>> Start Excerpted passage

The Premium AI enrichment features can be best viewed as a collection of stateless AI functions/transforms that can be used by Power BI users in their data integration pipelines used by a Power BI dataset or dataflow. Note that these functions can also be accessed from current dataflow/dataset authoring environments in the Power BI Service and Power BI Desktop. These AI functions/transforms always run in a Premium workspace/capacity. These functions are surfaced in Power BI as a data source that requires an Azure AD token for the Power BI user who is using the AI function. These AI data sources are special because they do not surface any of their own data and they only supply these functions/transforms. During execution, these features do not make any outbound calls to other services to transmit the customer's data. Let us look at the Premium scenarios individually to understand the communication patterns and relevant security-related details pertaining to them.
For training and applying an AutoML model, Power BI uses the Azure AutoML SDK and runs all the training in the customer's Power BI capacity. During training iterations, Power BI calls an experimentation AzureML service to select a suitable model and hyper-parameters for the current iteration. In this outbound call, only relevant experiment metadata (e.g. accuracy, ml algorithm, algorithm parameters, etc.) from the previous iteration is sent. The AutoML training produces an ONNX model and training report data that is then saved in the dataflow. Later, Power BI users can then apply the trained ML model as a transform to operationalize the ML model on a scheduled basis. For TextAnalytics and ImageTagging APIs, Power BI does not directly call the CognitiveServices service APIs, but rather uses an internal SDK to run the APIs in the Power BI Premium capacity. Today these APIs are supported in both Power BI dataflows and datasets. While authoring a dataset in Power BI Desktop, users can only access this functionality if they have access to a Premium Power BI workspace. Hence customers are prompted to supply their Azure AD credentials.

>> End Excerpted passage
>> Start Recorded information

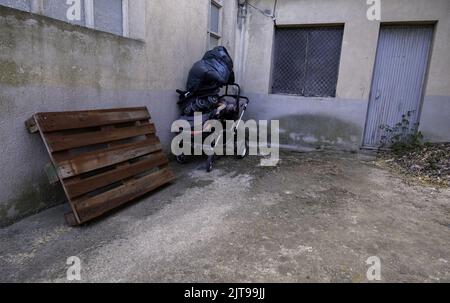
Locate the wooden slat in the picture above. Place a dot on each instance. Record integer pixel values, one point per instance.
(83, 186)
(49, 122)
(98, 205)
(59, 142)
(99, 159)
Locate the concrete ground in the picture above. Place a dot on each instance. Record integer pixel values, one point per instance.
(317, 217)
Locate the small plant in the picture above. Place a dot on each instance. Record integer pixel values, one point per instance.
(403, 137)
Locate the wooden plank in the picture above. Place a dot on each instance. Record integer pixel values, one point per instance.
(31, 125)
(56, 121)
(98, 205)
(83, 186)
(90, 161)
(59, 142)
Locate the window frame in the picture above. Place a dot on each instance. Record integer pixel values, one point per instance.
(301, 91)
(218, 36)
(37, 7)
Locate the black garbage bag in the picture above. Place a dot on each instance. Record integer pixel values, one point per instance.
(213, 71)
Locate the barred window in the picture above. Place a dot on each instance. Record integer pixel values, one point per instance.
(306, 61)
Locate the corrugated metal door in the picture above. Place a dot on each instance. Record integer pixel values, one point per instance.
(398, 81)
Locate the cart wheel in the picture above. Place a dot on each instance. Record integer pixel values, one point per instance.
(209, 164)
(181, 159)
(242, 150)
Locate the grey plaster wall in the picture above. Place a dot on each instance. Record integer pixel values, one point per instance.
(355, 72)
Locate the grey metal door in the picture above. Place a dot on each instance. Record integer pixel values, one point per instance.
(398, 82)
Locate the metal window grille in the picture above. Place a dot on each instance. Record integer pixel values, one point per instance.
(306, 61)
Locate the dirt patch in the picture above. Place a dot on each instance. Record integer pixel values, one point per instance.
(429, 163)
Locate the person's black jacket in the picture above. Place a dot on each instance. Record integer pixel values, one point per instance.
(213, 71)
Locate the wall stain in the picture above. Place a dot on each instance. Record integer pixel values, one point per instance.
(31, 199)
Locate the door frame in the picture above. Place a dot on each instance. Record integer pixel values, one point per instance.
(433, 24)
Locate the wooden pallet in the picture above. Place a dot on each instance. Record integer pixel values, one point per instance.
(103, 158)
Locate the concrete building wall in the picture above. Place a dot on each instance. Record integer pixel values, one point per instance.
(50, 65)
(340, 121)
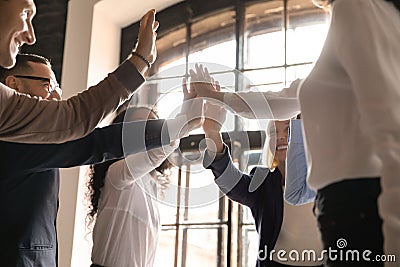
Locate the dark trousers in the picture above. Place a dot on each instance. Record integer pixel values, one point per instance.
(349, 222)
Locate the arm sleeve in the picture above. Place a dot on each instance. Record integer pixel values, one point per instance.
(135, 166)
(371, 61)
(297, 191)
(265, 105)
(103, 144)
(34, 120)
(231, 181)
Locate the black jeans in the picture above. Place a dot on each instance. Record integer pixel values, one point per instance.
(349, 222)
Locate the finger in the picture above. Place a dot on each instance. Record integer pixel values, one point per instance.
(207, 74)
(156, 25)
(217, 86)
(199, 71)
(184, 86)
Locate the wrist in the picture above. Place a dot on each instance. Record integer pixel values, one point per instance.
(139, 63)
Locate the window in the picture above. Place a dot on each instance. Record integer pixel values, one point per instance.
(272, 43)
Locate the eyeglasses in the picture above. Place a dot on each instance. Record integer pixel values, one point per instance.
(53, 85)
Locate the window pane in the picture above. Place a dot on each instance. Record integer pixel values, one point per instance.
(306, 33)
(204, 199)
(165, 255)
(249, 246)
(204, 247)
(264, 39)
(298, 72)
(213, 39)
(266, 79)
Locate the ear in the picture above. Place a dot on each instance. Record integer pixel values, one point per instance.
(12, 82)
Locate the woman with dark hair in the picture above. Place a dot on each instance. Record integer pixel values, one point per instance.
(123, 197)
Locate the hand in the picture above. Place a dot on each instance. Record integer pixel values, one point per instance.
(202, 83)
(146, 44)
(214, 115)
(192, 107)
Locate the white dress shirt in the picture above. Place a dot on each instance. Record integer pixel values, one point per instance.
(350, 105)
(128, 224)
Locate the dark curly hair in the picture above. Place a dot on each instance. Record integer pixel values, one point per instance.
(98, 173)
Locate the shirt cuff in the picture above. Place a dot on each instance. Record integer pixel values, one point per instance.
(177, 127)
(296, 131)
(129, 76)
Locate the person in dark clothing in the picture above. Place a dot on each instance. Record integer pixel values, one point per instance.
(29, 181)
(277, 223)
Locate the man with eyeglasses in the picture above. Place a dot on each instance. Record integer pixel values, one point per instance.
(79, 115)
(29, 181)
(40, 82)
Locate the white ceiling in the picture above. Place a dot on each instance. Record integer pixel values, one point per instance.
(125, 12)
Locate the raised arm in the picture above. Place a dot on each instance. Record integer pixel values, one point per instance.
(253, 105)
(126, 171)
(230, 180)
(297, 191)
(102, 144)
(32, 120)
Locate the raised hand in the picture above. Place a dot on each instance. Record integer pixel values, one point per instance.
(146, 44)
(192, 106)
(201, 82)
(214, 113)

>> End Recorded information

Set of tasks:
a) Rewrite the paragraph of the passage on Power BI AI enrichment that begins "For training and applying an AutoML model" as a short bulleted list that keeps its main facts.
b) Write a continuation of the passage on Power BI AI enrichment, starting after its final sentence.
The listing isn't needed for anything here.

Set of answers:
a)
- Power BI trains and applies AutoML models with the Azure AutoML SDK, running all training in the customer's Power BI capacity.
- In each training iteration, Power BI calls an experimentation AzureML service to choose a model and hyper-parameters. It sends only experiment metadata from the previous iteration, such as accuracy, the ML algorithm and its parameters.
- Training produces an ONNX model and training report data, both saved in the dataflow.
- Users can later apply the trained model as a transform on a scheduled basis.
- For TextAnalytics and ImageTagging, Power BI does not call the CognitiveServices APIs directly. It runs them in the Premium capacity through an internal SDK.
- These APIs are supported in both dataflows and datasets.
- In Power BI Desktop, dataset authors can use them only if they have access to a Premium workspace, so they are prompted for Azure AD credentials.

b)
This section outlines advanced security features in Power BI. Some of the features have specific licensing requirements. See the sections below for details.
A service tag represents a group of IP address prefixes from a given Azure service. It helps minimize the complexity of frequent updates to network security rules. Customers can use service tags to define network access controls on Network Security Groups or Azure Firewall. Customers can use service tags in place of specific IP addresses when creating security rules. By specifying the service tag name (e.g., PowerBI) in the appropriate source or destination (for APIs) field of a rule, customers can allow or deny the traffic for the corresponding service. Microsoft manages the address prefixes encompassed by the service tag and automatically updates the service tag as addresses change.
Private Link integration
Azure networking provides the Azure Private Link feature that enables Power BI to provide secure access via Azure Networking private endpoints. With Azure Private Link and private endpoints, data traffic is sent privately using Microsoft's backbone network infrastructure, and thus the data doesn't traverse the Internet.
Private Link ensures that Power BI users use the Microsoft private network backbone when going to resources in the Power BI service.
Using Private Link with Power BI provides the following benefits:
- Private Link ensures that traffic will flow over the Azure backbone to a private endpoint for Azure cloud-based resources.
- Network traffic isolation from non-Azure-based infrastructure, such as on-premises access, would require customers to have ExpressRoute or a Virtual Private Network (VPN) configured.
See Private links for accessing Power BI for additional information.
VNet connectivity (preview - coming soon)
While the Private Link integration feature provides secure inbound connections to Power BI, the VNet connectivity feature enables secure outbound connectivity from Power BI to data sources within a VNet.
VNet gateways (Microsoft-managed) will eliminate the overhead of installing and monitoring on-premises data gateways for connecting to data sources associated with a VNet. They will, however, still follow the familiar process of managing security and data sources, as with an on-premises data gateway.
The following is an overview of what happens when you interact with a Power BI report that is connected to a data source within a VNet using VNet gateways:
The Power BI cloud service (or one of the other supported cloud services) kicks off a query and sends the query, data source details, and credentials to the Power Platform VNet service (PP VNet).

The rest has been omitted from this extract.